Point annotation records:

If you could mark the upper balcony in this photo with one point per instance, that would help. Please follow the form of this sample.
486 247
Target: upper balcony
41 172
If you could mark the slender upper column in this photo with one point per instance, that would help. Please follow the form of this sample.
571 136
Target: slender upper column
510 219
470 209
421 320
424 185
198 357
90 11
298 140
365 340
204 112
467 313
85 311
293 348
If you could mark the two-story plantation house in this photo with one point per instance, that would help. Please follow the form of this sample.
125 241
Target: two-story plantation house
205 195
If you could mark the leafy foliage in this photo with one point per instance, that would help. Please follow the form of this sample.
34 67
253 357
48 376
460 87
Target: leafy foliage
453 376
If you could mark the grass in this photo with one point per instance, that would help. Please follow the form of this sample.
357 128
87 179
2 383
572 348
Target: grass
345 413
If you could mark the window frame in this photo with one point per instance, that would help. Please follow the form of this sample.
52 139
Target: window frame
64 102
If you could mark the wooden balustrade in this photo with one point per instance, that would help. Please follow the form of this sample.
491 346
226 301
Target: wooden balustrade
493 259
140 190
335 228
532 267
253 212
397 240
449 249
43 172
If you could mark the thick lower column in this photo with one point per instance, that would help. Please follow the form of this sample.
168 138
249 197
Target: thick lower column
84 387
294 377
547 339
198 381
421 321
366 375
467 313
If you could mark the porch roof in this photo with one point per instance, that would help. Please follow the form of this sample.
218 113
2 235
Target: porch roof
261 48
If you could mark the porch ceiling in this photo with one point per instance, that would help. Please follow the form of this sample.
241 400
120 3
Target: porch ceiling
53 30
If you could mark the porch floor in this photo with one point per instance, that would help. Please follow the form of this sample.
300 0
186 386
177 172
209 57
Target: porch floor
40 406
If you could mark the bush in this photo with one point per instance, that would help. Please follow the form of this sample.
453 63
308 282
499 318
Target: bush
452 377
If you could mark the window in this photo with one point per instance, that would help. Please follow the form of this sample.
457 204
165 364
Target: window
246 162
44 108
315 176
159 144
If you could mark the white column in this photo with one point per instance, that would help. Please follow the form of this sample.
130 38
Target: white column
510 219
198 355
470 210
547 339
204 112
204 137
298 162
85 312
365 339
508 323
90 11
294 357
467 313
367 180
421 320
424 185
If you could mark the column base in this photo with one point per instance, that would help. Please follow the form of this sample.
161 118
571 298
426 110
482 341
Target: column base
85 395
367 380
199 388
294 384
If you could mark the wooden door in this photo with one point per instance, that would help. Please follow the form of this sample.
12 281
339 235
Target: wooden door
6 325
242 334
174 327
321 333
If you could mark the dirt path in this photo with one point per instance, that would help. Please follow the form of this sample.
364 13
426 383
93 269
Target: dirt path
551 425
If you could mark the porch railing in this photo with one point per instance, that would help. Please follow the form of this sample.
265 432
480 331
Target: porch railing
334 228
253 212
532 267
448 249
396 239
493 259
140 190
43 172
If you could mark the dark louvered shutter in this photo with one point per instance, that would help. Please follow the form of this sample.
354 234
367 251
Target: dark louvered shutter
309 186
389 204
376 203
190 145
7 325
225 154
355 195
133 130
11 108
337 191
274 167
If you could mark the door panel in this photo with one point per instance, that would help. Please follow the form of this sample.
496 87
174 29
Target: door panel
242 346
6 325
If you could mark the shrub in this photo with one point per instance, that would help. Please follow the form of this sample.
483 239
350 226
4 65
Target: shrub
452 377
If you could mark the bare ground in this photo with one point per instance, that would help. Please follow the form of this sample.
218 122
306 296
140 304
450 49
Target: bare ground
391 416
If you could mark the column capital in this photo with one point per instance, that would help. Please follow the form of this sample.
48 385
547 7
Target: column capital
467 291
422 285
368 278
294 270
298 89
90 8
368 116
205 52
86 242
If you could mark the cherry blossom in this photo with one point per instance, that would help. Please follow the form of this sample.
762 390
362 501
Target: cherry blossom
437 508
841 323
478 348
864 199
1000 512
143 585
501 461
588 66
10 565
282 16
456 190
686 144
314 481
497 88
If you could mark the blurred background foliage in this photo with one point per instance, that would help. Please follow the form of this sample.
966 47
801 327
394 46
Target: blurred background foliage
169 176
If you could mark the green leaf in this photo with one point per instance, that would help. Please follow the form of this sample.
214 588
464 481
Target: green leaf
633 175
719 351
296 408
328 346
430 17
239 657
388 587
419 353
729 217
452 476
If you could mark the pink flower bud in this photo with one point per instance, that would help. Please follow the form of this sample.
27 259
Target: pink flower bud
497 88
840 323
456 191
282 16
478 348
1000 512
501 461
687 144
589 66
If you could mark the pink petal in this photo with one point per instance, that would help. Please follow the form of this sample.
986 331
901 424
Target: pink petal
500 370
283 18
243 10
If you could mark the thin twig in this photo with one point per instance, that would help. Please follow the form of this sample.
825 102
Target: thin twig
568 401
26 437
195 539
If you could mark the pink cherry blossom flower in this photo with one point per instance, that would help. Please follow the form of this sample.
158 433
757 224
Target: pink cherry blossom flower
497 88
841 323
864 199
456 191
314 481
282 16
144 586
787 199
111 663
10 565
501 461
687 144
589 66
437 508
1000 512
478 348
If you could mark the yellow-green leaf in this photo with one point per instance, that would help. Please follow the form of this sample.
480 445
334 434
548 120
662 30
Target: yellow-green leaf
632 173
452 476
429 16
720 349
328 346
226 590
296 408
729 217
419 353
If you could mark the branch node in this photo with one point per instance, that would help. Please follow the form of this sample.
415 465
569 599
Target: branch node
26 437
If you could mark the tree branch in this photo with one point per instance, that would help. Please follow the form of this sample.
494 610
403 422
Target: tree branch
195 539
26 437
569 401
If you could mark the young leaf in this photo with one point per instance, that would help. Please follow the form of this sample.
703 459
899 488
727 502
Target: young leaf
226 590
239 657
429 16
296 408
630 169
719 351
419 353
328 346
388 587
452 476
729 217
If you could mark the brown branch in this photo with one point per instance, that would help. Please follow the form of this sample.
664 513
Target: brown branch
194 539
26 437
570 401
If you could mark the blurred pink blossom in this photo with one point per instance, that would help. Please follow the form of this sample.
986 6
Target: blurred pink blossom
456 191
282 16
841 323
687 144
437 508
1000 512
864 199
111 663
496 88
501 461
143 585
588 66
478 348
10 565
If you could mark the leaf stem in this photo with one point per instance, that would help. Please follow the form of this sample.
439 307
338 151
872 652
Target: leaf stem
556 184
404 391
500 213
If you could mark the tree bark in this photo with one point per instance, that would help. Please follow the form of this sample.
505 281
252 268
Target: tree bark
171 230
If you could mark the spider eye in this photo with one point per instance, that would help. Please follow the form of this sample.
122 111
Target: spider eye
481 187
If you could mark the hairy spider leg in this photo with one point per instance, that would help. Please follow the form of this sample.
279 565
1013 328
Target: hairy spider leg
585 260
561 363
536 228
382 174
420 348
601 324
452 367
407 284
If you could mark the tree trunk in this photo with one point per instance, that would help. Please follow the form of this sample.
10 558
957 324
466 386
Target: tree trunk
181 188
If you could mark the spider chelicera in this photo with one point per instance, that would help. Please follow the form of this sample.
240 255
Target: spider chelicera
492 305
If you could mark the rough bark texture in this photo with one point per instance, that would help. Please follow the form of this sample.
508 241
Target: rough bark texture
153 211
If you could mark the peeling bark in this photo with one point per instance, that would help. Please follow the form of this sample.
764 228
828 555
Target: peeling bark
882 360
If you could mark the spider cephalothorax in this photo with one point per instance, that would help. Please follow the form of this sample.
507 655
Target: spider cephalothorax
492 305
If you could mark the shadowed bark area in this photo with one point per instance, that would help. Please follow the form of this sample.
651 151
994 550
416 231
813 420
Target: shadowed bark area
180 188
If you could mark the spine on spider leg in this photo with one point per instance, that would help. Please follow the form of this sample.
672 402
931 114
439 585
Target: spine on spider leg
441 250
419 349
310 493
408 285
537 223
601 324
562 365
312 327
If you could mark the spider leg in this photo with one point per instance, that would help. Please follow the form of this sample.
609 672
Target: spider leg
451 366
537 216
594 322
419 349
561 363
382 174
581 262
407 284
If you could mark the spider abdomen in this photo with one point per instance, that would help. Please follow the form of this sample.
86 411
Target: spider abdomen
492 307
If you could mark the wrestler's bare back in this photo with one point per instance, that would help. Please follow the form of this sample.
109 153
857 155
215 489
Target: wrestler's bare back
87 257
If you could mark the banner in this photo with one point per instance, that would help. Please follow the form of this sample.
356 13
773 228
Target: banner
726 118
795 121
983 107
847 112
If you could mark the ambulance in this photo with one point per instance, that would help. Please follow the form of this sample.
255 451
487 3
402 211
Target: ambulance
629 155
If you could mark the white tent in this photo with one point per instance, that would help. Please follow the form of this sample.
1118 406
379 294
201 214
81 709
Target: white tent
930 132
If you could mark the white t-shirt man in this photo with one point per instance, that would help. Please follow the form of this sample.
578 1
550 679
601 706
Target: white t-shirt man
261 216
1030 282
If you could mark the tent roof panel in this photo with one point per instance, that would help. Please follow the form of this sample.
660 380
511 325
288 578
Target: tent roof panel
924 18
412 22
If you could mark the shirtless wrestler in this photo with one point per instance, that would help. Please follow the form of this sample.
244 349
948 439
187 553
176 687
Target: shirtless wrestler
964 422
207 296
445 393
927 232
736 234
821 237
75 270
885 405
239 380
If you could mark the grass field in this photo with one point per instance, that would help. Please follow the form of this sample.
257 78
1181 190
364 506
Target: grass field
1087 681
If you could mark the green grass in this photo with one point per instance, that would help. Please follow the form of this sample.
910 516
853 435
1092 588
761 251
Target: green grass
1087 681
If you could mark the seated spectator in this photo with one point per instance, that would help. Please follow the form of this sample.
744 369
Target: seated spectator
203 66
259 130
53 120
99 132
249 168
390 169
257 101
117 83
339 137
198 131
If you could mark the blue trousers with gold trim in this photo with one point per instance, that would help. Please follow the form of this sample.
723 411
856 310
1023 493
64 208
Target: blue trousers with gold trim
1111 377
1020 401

Task goal
Copy the data from the line holding "If you could mark the seated" through the last line of the data, inclusive, substituting "standing spectator" for "seated spectator" and leaving everything else unchanged.

Result of the exercise
If you could mark the standing spectator in this photo with one point per instance, that would help. Please follow the form of this sample.
744 369
Target: standing spectator
203 66
259 130
53 120
99 132
249 168
390 169
257 101
117 83
339 137
198 131
If you could mark the blue trousers with gold trim in this photo with one point per instance, that would help. Please follow the form of this sample.
723 411
856 310
1023 493
64 208
Target: blue trousers with gold trim
1111 377
1020 401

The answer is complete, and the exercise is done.